● PAGE TEXT:
>>>>>
I had a question today asking how VMware Virtual SAN (VSAN) compares to XYZ company. There are over a dozen virtual machine software based solutions that leverage the local disks in ESXi hosts to present storage back to the hosts in the vSphere cluster. Those solutions require a vSphere cluster to be created then their virtual machine must be installed on every host to handle the storage services. Some are more efficient at this than others but there is always level of effort to “build-your-own” storage on top of the vSphere cluster and those virtual machines can take up significant host resources to deliver on the storage services they offer. So converged infrastructure itself is nothing new or unique. Its how it’s done that is important.
Here’s what makes VMware Virtual SAN (VSAN) different:
- VSAN is the ONLY software defined storage solution that is embedded into the ESXi hypervisor making it the most efficient data path for performance. VM’s send their data through the hypervisor right to disk, there’s no middle man. In addition, VSAN is the most efficient in its use of the host resources to deliver on the storage service. VSAN is designed to take up no more than 10% of the host CPU and memory resources and testing with vSphere 6 show significantly less impact than that. Since VSAN is not a VM on top of the hypervisor, it has this distinct advantage. This was a positive tradeoff for the fact that VSAN is a VMware vSphere only solution.
- Being built in also makes it simple and easy to manage. There is no VSAN install, it is simply enabled as a feature of the hypervisor by clicking a check box. When enabled, VSAN will collect all the local disks on all the hosts and create the VSAN Datastore. Bear in mind, the server IO controller and disks must be in place and networking configurations must be completed to make sure VSAN will work when you click that check box.
<<<<<
● MATERIAL:
>>>>>
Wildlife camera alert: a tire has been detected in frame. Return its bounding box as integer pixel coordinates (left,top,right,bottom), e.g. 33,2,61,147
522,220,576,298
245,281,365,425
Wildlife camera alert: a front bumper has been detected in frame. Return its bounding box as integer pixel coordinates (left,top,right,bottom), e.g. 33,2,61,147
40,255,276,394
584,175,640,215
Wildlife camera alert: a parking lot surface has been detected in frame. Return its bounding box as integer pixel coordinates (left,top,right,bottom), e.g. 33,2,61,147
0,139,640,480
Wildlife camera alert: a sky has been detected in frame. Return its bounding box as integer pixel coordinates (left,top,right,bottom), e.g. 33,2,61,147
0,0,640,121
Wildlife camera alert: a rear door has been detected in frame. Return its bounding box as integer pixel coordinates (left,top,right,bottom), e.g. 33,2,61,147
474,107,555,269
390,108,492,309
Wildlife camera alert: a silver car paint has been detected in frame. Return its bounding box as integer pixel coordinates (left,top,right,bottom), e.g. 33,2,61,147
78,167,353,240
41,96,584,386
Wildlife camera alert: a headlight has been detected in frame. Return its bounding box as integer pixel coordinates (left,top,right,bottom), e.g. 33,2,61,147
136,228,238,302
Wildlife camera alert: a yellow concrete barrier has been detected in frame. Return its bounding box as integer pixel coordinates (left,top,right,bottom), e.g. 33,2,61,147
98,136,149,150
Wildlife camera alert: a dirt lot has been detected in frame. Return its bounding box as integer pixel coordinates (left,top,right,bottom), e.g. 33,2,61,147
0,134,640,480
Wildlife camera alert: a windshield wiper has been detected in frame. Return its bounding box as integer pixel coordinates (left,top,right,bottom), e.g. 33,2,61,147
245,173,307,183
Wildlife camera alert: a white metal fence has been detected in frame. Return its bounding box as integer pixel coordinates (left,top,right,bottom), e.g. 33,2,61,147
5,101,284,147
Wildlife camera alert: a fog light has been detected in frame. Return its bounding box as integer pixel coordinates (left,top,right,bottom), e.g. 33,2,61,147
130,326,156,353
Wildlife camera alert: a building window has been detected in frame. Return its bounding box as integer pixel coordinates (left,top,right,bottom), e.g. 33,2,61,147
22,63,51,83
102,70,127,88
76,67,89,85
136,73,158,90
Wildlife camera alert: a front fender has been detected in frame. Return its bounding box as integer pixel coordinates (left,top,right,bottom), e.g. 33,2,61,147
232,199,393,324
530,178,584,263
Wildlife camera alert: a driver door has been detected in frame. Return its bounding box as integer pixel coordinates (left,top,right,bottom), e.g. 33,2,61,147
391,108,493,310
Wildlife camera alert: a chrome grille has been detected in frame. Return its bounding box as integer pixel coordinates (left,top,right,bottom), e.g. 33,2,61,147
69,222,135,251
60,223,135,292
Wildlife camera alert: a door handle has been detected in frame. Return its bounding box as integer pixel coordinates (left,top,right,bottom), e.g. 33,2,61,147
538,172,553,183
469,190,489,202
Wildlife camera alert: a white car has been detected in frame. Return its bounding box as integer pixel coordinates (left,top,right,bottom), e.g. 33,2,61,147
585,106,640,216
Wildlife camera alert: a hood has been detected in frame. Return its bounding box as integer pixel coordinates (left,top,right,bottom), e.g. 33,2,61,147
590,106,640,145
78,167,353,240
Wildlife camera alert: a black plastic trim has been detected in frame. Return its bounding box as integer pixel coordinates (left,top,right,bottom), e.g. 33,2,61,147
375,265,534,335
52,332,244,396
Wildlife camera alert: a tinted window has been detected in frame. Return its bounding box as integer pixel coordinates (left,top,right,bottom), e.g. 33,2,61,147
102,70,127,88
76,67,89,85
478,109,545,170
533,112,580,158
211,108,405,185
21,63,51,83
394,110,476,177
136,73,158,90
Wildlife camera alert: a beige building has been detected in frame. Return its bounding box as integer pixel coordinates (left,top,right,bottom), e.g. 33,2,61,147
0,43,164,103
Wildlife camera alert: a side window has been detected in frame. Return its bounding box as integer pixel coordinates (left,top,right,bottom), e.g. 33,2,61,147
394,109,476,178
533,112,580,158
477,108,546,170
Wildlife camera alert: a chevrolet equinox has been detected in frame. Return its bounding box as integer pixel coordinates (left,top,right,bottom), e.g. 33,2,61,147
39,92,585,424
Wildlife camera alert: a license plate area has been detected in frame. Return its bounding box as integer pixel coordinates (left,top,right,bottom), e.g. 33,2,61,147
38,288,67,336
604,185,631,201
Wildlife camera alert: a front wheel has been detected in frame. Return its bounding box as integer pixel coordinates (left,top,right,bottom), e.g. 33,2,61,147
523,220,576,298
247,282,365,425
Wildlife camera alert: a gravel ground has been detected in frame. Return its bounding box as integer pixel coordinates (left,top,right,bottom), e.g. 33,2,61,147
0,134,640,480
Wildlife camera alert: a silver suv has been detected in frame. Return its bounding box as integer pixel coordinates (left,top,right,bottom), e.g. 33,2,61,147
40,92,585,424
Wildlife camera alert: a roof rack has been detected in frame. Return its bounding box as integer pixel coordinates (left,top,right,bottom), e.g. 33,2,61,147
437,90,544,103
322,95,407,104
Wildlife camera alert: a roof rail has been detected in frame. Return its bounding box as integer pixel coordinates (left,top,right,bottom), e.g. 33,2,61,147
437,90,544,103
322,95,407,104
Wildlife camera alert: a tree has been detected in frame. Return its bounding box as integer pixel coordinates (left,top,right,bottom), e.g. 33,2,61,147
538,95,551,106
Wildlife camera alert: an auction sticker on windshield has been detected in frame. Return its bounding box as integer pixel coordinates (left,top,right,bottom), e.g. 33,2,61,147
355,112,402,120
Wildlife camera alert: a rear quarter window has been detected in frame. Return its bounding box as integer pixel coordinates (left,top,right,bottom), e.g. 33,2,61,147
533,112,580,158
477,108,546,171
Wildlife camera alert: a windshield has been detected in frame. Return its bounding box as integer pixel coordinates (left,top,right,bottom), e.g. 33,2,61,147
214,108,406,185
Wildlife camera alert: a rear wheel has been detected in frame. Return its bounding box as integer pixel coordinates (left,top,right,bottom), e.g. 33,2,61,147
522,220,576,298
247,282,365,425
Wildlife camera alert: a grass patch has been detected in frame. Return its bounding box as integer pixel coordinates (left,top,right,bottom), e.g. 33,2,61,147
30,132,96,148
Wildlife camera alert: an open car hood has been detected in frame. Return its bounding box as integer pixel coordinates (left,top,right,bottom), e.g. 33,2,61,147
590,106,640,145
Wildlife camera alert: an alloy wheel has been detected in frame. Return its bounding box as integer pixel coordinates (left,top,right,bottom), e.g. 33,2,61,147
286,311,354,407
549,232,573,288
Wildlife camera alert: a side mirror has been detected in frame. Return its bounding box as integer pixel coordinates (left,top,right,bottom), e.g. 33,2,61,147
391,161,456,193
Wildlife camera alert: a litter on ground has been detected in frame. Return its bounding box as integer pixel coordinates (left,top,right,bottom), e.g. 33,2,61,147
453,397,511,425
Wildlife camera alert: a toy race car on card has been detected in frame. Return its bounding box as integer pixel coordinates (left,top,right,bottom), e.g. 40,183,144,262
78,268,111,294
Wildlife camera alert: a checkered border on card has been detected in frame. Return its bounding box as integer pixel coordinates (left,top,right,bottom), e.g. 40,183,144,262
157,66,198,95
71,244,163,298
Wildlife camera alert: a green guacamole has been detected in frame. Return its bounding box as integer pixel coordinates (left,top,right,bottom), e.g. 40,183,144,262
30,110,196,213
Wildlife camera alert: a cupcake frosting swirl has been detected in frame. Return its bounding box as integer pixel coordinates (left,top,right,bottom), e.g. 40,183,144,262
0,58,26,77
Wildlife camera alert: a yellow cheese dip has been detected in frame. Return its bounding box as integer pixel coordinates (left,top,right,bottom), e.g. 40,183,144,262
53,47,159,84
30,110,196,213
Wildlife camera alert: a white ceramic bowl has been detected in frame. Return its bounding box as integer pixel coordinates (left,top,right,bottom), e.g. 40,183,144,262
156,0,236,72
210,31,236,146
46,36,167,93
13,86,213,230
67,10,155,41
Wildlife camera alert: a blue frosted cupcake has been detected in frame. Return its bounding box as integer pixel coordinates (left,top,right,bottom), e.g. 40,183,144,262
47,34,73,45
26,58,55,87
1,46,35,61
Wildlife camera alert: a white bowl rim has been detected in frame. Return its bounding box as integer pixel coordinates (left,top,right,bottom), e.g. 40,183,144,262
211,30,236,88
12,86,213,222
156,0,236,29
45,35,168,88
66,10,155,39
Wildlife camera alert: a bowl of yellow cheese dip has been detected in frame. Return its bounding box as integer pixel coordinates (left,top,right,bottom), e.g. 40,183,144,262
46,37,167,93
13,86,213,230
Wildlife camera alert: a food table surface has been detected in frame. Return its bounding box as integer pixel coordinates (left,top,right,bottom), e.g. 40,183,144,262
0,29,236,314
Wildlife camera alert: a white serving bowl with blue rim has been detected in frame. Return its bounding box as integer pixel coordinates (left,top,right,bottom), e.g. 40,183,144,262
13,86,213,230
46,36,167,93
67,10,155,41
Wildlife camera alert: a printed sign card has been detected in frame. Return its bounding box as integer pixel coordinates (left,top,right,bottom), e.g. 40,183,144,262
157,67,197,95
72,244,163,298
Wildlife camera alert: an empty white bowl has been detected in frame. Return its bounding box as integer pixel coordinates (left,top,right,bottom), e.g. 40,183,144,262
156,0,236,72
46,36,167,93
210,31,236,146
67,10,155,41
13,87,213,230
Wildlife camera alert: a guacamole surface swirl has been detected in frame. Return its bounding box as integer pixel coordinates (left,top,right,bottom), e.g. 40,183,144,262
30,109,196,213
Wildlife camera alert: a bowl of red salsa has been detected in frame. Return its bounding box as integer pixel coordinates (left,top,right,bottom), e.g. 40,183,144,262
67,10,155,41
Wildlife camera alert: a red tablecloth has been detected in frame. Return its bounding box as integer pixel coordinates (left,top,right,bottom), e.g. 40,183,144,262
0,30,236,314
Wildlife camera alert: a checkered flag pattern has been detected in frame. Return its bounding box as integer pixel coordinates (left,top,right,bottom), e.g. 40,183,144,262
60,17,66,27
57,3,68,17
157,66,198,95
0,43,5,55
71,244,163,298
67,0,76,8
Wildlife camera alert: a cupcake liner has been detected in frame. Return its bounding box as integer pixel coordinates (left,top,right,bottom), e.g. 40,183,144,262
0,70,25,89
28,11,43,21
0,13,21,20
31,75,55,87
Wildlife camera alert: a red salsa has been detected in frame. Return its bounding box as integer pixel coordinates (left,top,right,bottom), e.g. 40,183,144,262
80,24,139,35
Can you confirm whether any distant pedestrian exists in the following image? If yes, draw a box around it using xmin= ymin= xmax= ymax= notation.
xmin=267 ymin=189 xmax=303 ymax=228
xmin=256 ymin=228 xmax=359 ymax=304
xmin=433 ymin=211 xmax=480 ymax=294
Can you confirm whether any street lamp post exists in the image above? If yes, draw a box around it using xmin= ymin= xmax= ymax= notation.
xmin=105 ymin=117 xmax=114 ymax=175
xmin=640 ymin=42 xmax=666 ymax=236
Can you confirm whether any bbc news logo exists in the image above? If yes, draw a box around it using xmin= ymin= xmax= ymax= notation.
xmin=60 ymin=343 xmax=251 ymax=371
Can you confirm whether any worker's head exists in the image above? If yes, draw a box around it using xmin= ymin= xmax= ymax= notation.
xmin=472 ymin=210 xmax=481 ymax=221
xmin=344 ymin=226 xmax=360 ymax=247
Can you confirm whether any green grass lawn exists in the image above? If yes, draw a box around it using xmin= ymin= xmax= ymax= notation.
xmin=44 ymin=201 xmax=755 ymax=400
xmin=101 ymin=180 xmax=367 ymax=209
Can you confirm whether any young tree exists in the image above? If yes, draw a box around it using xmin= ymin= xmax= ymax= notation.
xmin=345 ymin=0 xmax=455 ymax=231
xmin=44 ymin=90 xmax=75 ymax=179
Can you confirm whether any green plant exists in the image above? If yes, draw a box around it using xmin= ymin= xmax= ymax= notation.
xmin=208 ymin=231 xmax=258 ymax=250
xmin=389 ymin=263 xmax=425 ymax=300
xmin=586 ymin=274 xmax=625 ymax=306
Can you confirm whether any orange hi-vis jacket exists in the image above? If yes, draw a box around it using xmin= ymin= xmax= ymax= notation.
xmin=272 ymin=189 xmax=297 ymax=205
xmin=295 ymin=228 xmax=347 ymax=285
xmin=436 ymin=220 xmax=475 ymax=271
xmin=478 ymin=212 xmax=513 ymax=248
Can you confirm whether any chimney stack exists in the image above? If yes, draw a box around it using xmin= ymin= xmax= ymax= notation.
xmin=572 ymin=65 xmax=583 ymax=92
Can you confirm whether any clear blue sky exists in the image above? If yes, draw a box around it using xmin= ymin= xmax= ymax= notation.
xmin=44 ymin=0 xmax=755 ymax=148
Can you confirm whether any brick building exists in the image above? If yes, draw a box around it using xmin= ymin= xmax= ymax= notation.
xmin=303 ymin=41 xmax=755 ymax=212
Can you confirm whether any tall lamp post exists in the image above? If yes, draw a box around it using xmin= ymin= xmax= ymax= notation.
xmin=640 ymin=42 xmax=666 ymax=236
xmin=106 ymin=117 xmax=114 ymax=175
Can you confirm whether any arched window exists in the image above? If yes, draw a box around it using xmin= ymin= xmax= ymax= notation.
<<<<<
● CHALLENGES:
a) Reproduce word for word the part of the Virtual SAN text from "I had a question" up to and including "that is important.".
b) Extend the Virtual SAN text, starting right after its last sentence.

● RESPONSES BY TASK:
a)
I had a question today asking how VMware Virtual SAN (VSAN) compares to XYZ company. There are over a dozen virtual machine software based solutions that leverage the local disks in ESXi hosts to present storage back to the hosts in the vSphere cluster. Those solutions require a vSphere cluster to be created then their virtual machine must be installed on every host to handle the storage services. Some are more efficient at this than others but there is always level of effort to “build-your-own” storage on top of the vSphere cluster and those virtual machines can take up significant host resources to deliver on the storage services they offer. So converged infrastructure itself is nothing new or unique. Its how it’s done that is important.

b)
- VSAN is fully integrated into VMware Storage Policy Based Management (SPBM), VASA, and VVOLs. When that check box is clicked, the VSAN datastore is created and it’s VASA provider is registered with vCenter to expose it’s capabilities to SPBM. This allows different policy to be created so the same pool of capacity can deliver different service levels to different VM’s based on performance, availability, and protection. When VM’s are attached to a policy service level, their VM objects get created on the VSAN datastore in the form of Virtual Volume (VVOL) objects. VSAN further breaks these VVOL objects up into components to deliver on the defined protection and performance service levels.
- VSAN deals with data protection at the software layer so it doesn’t suffer the performance and capacity penalty of hardware RAID. Different “tiers” of protection can be defined by policy and set for different VM’s using the same pool of disks in the VSAN datastore. Numbers of Failures to Tolerate settings determine how many data replicas are written to different hosts to deliver the desired protection level for VM’s.
- VSAN now supports a feature called “Rack Diversity”. I wrote about the benefits here. This brings Software Defined Self Healing with Failure Domains. Hosts in the same rack can be placed into the same fault domain so that if an entire rack is lost then data remains available since another replica copy of the data resides on another host in another rack.
- VSAN is a hybrid storage solution leveraging SSD as cache to accelerate both reads and writes and low cost high capacity hard disks to persist the data. This results in near All-Flash array performance at a fraction of the cost. With vSphere 6 along with Virtual SAN 6, an All-Flash VSAN is supported delivering extreme performance.
VMware Virtual SAN™ 6.0 Performance
- VSAN is one of the few software based storage solutions that can leverage the in host SSD/Flash for Read AND Write caching. There are many solutions that can leverage in host SSD/Flash for read caching. Write back caching is more difficult to implement but VSAN does it while maintaining high availability of those writes across the cluster.
All other converged software based storage solutions require running a Virtual Machine on top of ESXi. So all VM’s have to go through their own IO path, through the hypervisor, then through that single VM IO path, then back through the hypervisor, then to the disks. In some cases, the disks themselves need to be setup with a hardware RAID configuration then their VM solution implements software RAID in addition to the underlying hardware RAID paying a double performance and capacity penalty. Each of these VM’s take on additional host CPU and Memory. Some require 2-4 vCPU’s and 16GB or more of RAM. And some are limited to the number of nodes they can scale to and how much total capacity can be supported. Again, some solutions are more efficient and scalable than others so do the homework and ask the right questions when comparing. Finally, most don’t support VMware’s Storage Policy Based Management which is the VMware framework for managing all vSphere storage going forward.
VMware’s vision for Virtual SAN is that it be the best storage solution for Virtual Machines. With the release of vSphere 6 and Virtual SAN 6, VMware is closer to that vision. There are many software defined storage choices out there. Hopefully this helps in that decision making process.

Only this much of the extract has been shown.